_MATERIAL FOR THE TASK_
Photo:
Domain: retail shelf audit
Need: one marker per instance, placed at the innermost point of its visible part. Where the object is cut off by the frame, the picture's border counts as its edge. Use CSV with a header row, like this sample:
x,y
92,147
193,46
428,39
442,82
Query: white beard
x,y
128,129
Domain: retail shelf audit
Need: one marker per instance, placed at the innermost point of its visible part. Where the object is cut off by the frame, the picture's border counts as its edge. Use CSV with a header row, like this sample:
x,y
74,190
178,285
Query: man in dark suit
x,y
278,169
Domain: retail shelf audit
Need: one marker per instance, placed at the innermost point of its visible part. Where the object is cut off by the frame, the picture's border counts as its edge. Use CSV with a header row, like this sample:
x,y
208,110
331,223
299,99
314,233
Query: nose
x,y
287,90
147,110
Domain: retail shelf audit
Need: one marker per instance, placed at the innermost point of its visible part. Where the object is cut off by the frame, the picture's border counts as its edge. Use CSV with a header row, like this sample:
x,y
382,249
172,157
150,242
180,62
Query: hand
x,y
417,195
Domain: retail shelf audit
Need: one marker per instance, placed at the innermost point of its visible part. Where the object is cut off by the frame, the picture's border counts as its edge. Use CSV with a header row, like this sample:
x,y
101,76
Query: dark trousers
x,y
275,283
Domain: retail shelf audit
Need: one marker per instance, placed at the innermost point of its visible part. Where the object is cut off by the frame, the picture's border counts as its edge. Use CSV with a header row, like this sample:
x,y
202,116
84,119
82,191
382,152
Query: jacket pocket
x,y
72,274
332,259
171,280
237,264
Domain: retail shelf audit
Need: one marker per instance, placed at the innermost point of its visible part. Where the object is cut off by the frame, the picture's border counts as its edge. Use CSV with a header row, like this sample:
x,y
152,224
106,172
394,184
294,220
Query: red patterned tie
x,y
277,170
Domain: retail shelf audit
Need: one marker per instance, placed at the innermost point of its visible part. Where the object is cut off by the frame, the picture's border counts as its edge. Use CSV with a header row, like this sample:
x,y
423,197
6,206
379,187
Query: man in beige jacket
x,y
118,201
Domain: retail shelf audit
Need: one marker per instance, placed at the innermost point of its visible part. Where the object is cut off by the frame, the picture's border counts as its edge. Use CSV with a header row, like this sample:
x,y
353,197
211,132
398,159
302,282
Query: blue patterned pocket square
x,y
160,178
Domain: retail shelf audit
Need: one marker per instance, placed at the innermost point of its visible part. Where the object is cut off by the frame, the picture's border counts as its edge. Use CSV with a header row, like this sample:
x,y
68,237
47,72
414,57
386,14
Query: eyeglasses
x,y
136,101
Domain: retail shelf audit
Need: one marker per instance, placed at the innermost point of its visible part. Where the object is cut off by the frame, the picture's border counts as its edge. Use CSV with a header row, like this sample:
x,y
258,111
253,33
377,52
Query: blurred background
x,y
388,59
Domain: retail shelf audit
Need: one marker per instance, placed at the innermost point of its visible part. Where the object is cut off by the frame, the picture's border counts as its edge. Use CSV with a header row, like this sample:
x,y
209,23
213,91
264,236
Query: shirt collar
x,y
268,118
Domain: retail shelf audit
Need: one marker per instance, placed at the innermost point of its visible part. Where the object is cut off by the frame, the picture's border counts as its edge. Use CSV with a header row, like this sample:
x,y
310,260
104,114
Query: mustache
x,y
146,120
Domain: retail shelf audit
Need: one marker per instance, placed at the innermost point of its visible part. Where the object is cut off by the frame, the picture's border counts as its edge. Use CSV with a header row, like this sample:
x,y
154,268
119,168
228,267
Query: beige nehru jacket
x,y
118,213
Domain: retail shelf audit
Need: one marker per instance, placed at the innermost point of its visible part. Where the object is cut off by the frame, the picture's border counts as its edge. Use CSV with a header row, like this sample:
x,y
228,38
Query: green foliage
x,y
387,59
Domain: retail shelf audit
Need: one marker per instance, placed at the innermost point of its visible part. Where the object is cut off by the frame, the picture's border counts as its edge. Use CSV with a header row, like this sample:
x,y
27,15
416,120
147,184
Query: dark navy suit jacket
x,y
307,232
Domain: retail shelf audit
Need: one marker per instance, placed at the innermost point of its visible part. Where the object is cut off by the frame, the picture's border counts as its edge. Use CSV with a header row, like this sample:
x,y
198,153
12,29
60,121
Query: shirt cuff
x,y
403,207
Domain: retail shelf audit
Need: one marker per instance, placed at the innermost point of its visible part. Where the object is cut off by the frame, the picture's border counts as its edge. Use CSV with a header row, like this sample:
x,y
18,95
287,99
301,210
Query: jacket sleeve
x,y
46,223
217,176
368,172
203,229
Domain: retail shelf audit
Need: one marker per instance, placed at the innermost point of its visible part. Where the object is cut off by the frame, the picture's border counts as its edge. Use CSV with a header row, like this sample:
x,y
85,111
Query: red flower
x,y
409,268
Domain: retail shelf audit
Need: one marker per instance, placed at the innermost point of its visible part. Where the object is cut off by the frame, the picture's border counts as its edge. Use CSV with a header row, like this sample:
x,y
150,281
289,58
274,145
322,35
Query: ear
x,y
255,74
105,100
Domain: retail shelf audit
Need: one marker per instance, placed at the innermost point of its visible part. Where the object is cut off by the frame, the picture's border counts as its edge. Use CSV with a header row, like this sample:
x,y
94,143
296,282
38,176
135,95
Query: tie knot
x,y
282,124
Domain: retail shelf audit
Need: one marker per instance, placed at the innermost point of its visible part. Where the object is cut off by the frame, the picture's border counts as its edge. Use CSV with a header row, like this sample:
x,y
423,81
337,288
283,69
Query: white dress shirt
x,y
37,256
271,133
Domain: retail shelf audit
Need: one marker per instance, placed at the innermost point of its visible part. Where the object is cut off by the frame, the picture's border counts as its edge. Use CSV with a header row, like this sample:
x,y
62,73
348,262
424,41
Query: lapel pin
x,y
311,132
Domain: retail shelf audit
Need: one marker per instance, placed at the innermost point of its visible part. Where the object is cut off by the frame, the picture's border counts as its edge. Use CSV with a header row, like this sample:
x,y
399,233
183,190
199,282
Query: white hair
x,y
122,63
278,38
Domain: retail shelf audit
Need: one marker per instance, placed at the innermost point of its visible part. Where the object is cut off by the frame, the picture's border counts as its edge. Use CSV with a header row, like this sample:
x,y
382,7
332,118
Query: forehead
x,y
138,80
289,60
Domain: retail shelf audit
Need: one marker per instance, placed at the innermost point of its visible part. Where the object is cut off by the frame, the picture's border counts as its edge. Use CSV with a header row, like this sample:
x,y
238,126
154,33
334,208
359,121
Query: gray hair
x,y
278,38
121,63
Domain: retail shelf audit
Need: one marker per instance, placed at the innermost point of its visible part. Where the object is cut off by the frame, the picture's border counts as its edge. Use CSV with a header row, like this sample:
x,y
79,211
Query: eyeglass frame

_TASK DIRECTIONS_
Retype every record above exactly as written.

_TASK ANSWER_
Photo:
Domain: retail shelf audit
Need: one marker per instance, placed at the innermost point of its visible part. Where the object is cut off by the frame, the picture's border counts as its edge. Use CSV with a header row, like this sample:
x,y
92,147
193,46
428,39
442,82
Query: white beard
x,y
128,129
Domain: retail shelf audit
Need: one marker per instance, placed at the innermost point of its visible part. Where the object is cut off by the frame, the picture's border counts as its edge. Use CSV with a header row, like this sample:
x,y
74,190
178,285
Query: man in dark suit
x,y
278,169
Domain: retail shelf audit
Need: one marker per instance, placed at the innermost point of its visible part. Where the object is cut off by the frame, the picture's border counts as its edge. Use CSV with a header row, like this sample:
x,y
208,110
331,223
299,99
314,233
Query: nose
x,y
287,90
147,110
Domain: retail shelf audit
Need: one marker per instance, placed at the innermost point of its visible part. Where the object is cut off by the frame, the picture's border counts as its edge. Use CSV with a header row, like this sample:
x,y
382,249
172,157
150,242
180,62
Query: hand
x,y
417,195
Domain: retail shelf audit
Need: one marker per instance, placed at the innermost point of its visible part. Where the object is cut off by the frame, the picture's border counts as its edge. Use CSV with a header row, like this sample:
x,y
101,76
Query: dark trousers
x,y
275,283
Domain: retail shelf audit
Need: one marker per instance, placed at the innermost point of its visible part. Where the object is cut off by the frame, the picture's border counts as its edge. Use CSV with a header row, like this sample:
x,y
202,116
84,119
82,191
382,152
Query: jacket pocket
x,y
72,274
332,259
171,280
237,264
Domain: retail shelf audit
Need: one marker per instance, placed at the innermost point of its visible part. Where the object is cut off by the frame, the picture's border counts as its edge. Use CSV with a header row, like this sample:
x,y
152,224
106,172
394,184
294,220
Query: red patterned tie
x,y
277,170
Domain: retail shelf audit
Need: one marker per instance, placed at the innermost point of its visible part. Where the object is cut off by the frame, the picture's border counts as its edge. Use CSV with a header row, like this sample:
x,y
423,197
6,206
379,187
Query: man in beige jacket
x,y
118,201
Domain: retail shelf audit
Need: one marker per instance, placed at the innermost point of its visible part. Where the object is cut off by the frame, the picture's border counts as its edge. Use CSV with a header row, like this sample:
x,y
353,197
211,132
398,159
302,282
Query: blue patterned pocket square
x,y
160,178
Domain: retail shelf audit
Need: one marker per instance, placed at the innermost point of its visible part. Where the object is cut off by the frame, the picture's border counts as its edge. Use CSV with a header row, like this sample:
x,y
68,237
47,72
414,57
386,14
Query: eyeglasses
x,y
136,101
Domain: retail shelf audit
Need: one marker per instance, placed at the innermost point of its visible part. Where the object is cut off by the frame, the picture's border counts as its edge. Use CSV with a header row, like this sample:
x,y
258,111
253,33
377,52
Query: blurred background
x,y
388,59
Domain: retail shelf audit
Need: one marker per instance, placed at the innermost point of its visible part. Where the object is cut off by the frame, the picture's border counts as its edge. Use CSV with a header row, like this sample:
x,y
209,23
213,91
264,236
Query: shirt collar
x,y
268,118
Domain: retail shelf audit
Need: one marker per instance, placed at the innermost point of its visible part. Where the object is cut off by the frame, the picture's border counts as its edge. Use CSV with a header row, like this sample:
x,y
310,260
104,114
Query: mustache
x,y
146,120
Domain: retail shelf audit
Need: one marker per instance, placed at the innermost point of its visible part. Where the object is cut off by the frame, the picture's border counts as its edge. Use CSV with a header row, like this sample:
x,y
154,268
119,168
228,267
Query: beige nehru jacket
x,y
118,213
Domain: retail shelf audit
Need: one marker per instance, placed at the innermost point of its visible part. Where the object is cut off by the frame, the picture's border counts as its edge. Use CSV with a header row, like this sample:
x,y
228,38
Query: green foliage
x,y
387,59
Domain: retail shelf audit
Need: one marker per instance, placed at the innermost point of its visible part. Where the object is cut off by the frame, the picture's border counts as its edge. Use CSV with a header row, like this sample:
x,y
27,15
416,120
147,184
Query: dark navy suit jacket
x,y
307,232
Domain: retail shelf audit
Need: one marker per instance, placed at the innermost point of its visible part. Where the object is cut off by the frame, the picture's border counts as its edge. Use CSV with a header row, like this sample:
x,y
198,153
12,29
60,121
Query: shirt cuff
x,y
403,207
Domain: retail shelf audit
Need: one marker per instance, placed at the innermost point of its visible part. Where the object is cut off by the frame, the picture's border counts as its edge. Use CSV with a header row, like this sample:
x,y
18,95
287,99
301,210
Query: jacket sleeve
x,y
46,223
217,176
368,172
203,229
Domain: retail shelf audit
Need: one marker per instance, placed at the innermost point of its visible part. Where the object is cut off by the frame, the picture's border counts as its edge. Use CSV with a header row, like this sample:
x,y
85,111
Query: red flower
x,y
409,268
Domain: retail shelf audit
Need: one marker per instance, placed at the innermost point of its visible part. Where the object is cut off by the frame, the picture's border counts as its edge. Use CSV with a header row, like this sample:
x,y
150,281
289,58
274,145
322,35
Query: ear
x,y
255,74
105,100
Domain: retail shelf audit
Need: one marker per instance, placed at the innermost point of its visible part. Where the object is cut off by the frame, the picture's border counts as its edge. Use CSV with a header row, like this sample:
x,y
94,143
296,282
38,176
135,95
Query: tie knot
x,y
282,124
Domain: retail shelf audit
Need: one marker per instance, placed at the innermost point of its visible part. Where the object is cut off by the frame, the picture's border counts as its edge. Use CSV with a header row, like this sample:
x,y
423,81
337,288
283,69
Query: white dress shirt
x,y
37,256
271,133
Domain: retail shelf audit
Need: one marker per instance, placed at the innermost point of its visible part. Where the object is cut off by the frame, the picture's border counts as its edge. Use CSV with a header row, like this sample:
x,y
62,73
348,262
424,41
Query: lapel pin
x,y
311,132
Domain: retail shelf audit
Need: one marker per instance, placed at the innermost point of its visible part. Where the object is cut off by the frame, the picture's border counts as its edge. Use CSV with a header row, like this sample:
x,y
399,233
183,190
199,282
Query: white hair
x,y
122,63
278,38
Domain: retail shelf audit
Need: one marker per instance, placed at the innermost point of its visible part. Where the object is cut off by the frame, the picture's border counts as its edge. Use CSV with a header row, like this sample:
x,y
382,7
332,118
Query: forehead
x,y
138,80
289,60
Domain: retail shelf audit
Need: one marker per instance, placed at the innermost point of its visible part. Where the object is cut off by the frame, the picture's border counts as its edge. Use CSV with a header row, like this sample:
x,y
238,126
154,33
334,208
359,121
Query: gray hair
x,y
278,38
121,63
Domain: retail shelf audit
Need: one marker per instance, placed at the innermost point of its visible part. Where the object is cut off by the frame, the picture's border counts as its edge. Use CSV with a header row, like this sample:
x,y
79,211
Query: eyeglass frame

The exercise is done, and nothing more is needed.